[What the task asks] For each line below that contains the string "table", copy that line.

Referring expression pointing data
*** Begin section ***

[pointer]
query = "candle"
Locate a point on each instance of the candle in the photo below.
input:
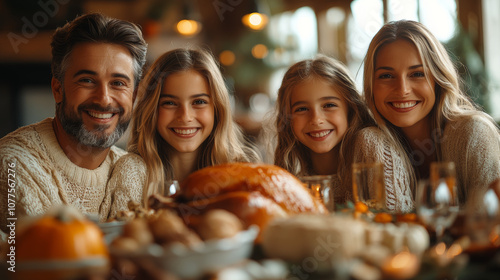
(403, 265)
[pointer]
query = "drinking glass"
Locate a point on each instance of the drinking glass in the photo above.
(368, 184)
(437, 200)
(480, 223)
(321, 186)
(168, 189)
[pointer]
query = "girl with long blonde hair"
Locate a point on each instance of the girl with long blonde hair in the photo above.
(413, 90)
(182, 122)
(323, 126)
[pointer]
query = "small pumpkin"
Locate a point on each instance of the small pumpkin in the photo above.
(62, 244)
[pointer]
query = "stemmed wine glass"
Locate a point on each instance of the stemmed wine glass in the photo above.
(168, 189)
(437, 200)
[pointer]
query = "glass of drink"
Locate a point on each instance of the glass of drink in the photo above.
(368, 184)
(321, 186)
(437, 200)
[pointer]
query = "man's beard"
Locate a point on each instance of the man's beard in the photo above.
(97, 138)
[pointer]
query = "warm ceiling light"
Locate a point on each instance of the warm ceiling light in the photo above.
(259, 51)
(188, 27)
(227, 58)
(255, 21)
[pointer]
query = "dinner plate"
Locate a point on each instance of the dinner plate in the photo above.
(196, 261)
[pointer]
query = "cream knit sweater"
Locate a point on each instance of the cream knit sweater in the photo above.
(129, 175)
(126, 183)
(44, 175)
(372, 146)
(474, 145)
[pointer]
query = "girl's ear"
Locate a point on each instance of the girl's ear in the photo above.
(57, 90)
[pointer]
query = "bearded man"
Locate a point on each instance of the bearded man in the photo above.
(97, 63)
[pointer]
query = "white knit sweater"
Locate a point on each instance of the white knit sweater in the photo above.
(372, 146)
(126, 183)
(474, 145)
(44, 175)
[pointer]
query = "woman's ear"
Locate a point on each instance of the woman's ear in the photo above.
(57, 90)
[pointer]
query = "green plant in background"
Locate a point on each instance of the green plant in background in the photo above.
(470, 67)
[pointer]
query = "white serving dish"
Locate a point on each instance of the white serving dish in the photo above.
(193, 262)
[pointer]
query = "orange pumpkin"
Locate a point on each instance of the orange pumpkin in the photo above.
(62, 244)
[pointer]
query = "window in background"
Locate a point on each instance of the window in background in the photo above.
(491, 22)
(295, 35)
(440, 16)
(365, 20)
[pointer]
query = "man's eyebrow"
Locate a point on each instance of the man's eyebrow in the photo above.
(93, 73)
(163, 95)
(120, 75)
(83, 72)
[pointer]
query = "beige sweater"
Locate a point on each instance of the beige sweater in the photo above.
(126, 183)
(44, 175)
(474, 145)
(372, 146)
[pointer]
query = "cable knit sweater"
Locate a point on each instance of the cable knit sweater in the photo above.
(372, 146)
(126, 183)
(45, 176)
(474, 145)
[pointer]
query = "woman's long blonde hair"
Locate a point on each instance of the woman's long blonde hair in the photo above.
(226, 142)
(291, 154)
(451, 101)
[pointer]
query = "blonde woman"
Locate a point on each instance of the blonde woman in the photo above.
(182, 122)
(412, 88)
(323, 126)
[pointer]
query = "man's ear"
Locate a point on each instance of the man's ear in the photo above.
(57, 90)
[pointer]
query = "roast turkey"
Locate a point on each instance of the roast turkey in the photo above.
(255, 193)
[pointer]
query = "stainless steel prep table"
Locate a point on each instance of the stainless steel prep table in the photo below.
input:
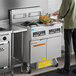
(16, 62)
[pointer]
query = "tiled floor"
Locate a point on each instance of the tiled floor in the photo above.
(37, 71)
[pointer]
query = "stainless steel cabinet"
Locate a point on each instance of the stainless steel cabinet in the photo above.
(54, 47)
(4, 54)
(38, 51)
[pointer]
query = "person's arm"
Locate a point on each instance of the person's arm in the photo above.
(64, 9)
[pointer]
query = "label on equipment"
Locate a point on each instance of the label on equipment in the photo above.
(39, 33)
(52, 31)
(45, 63)
(39, 44)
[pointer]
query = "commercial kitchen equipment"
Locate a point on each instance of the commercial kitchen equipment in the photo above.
(42, 42)
(5, 50)
(16, 62)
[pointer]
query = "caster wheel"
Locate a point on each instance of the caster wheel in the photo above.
(56, 65)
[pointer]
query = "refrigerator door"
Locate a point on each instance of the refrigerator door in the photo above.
(38, 51)
(4, 48)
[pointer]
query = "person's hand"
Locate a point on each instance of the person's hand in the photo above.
(57, 20)
(56, 13)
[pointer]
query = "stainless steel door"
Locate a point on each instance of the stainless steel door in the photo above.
(4, 48)
(53, 47)
(38, 51)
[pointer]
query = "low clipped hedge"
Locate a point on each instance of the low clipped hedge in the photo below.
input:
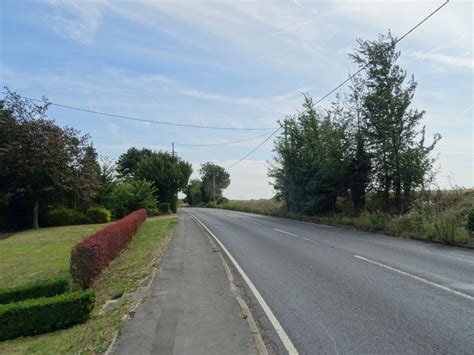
(92, 255)
(42, 288)
(45, 314)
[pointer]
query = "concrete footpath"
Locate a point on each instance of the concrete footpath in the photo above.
(192, 309)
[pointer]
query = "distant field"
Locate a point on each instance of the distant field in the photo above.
(439, 216)
(122, 276)
(39, 253)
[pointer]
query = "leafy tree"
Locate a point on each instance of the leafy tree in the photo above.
(311, 163)
(400, 158)
(168, 173)
(40, 162)
(130, 195)
(193, 192)
(127, 163)
(214, 179)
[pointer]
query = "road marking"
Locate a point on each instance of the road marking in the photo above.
(275, 323)
(434, 284)
(249, 221)
(293, 235)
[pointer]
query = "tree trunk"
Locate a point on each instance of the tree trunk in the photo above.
(35, 213)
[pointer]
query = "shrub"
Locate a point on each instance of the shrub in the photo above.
(45, 314)
(470, 221)
(165, 208)
(99, 214)
(64, 216)
(42, 288)
(131, 195)
(92, 255)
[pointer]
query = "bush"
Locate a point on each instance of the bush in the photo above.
(470, 221)
(99, 214)
(64, 216)
(45, 314)
(131, 195)
(92, 255)
(165, 208)
(42, 288)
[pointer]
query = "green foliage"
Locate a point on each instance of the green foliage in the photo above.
(41, 288)
(165, 208)
(40, 161)
(311, 164)
(168, 173)
(45, 314)
(98, 214)
(131, 195)
(127, 164)
(214, 179)
(193, 193)
(64, 216)
(470, 221)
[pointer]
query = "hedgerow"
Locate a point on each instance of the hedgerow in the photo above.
(41, 288)
(45, 314)
(92, 255)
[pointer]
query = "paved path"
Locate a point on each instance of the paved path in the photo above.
(338, 291)
(191, 310)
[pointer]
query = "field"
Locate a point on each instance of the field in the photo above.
(41, 253)
(439, 216)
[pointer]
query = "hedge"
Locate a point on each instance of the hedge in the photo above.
(45, 314)
(92, 255)
(42, 288)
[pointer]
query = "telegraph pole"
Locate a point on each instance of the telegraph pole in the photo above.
(214, 187)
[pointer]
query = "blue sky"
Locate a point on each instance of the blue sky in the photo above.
(230, 63)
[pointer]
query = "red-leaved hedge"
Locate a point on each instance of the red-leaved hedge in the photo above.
(93, 254)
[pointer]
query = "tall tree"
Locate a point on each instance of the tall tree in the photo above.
(168, 173)
(40, 161)
(127, 163)
(400, 158)
(214, 180)
(311, 163)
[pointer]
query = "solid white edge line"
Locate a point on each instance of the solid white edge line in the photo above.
(293, 235)
(434, 284)
(275, 323)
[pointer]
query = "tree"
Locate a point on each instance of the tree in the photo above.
(194, 193)
(400, 159)
(311, 163)
(130, 195)
(40, 161)
(214, 179)
(127, 163)
(168, 173)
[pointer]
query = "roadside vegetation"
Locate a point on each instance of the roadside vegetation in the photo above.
(123, 275)
(445, 216)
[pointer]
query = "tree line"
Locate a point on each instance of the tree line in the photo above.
(370, 140)
(53, 175)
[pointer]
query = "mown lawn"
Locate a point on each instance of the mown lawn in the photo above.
(123, 275)
(39, 253)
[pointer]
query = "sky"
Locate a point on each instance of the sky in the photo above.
(240, 64)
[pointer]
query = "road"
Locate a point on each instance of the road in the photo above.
(337, 291)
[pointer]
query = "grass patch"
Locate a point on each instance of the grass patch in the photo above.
(39, 253)
(123, 275)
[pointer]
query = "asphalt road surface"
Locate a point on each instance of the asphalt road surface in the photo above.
(338, 291)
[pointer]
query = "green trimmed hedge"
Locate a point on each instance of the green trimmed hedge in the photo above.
(42, 315)
(42, 288)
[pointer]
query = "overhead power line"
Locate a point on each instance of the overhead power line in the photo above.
(345, 81)
(221, 143)
(106, 114)
(254, 149)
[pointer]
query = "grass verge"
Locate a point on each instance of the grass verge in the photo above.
(439, 217)
(123, 275)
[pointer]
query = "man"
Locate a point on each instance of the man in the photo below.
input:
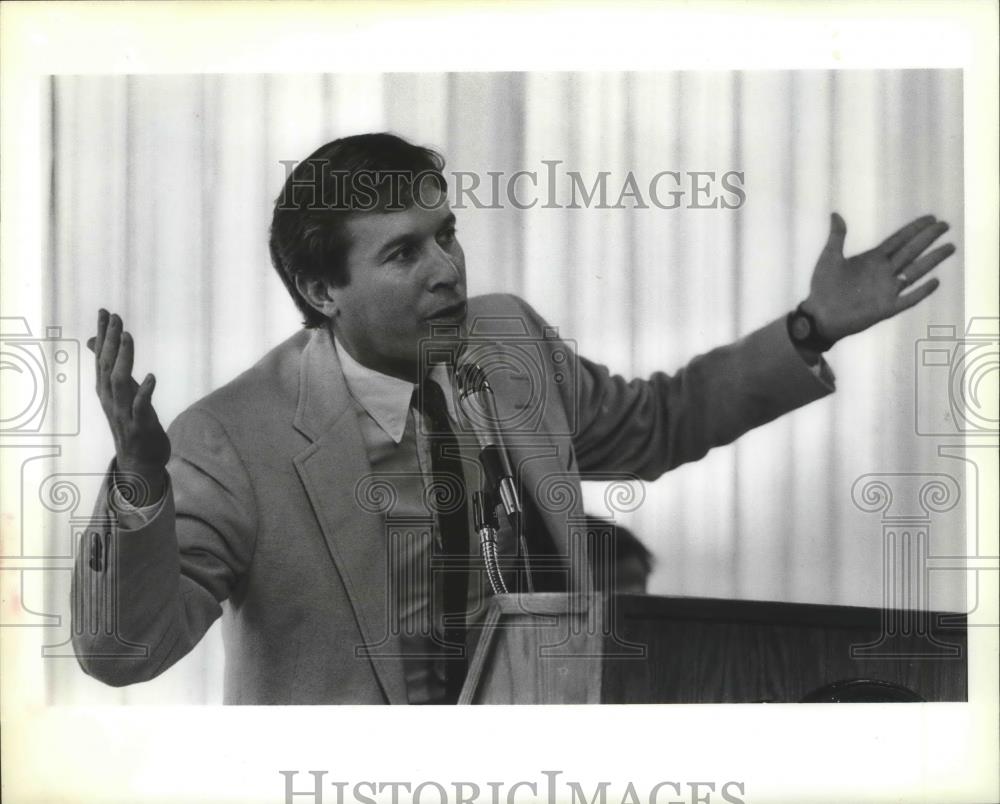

*** End section ***

[Exercise result]
query = "stainless steel prep table"
Locate a point on each instance of the stainless steel prep table in the photo below.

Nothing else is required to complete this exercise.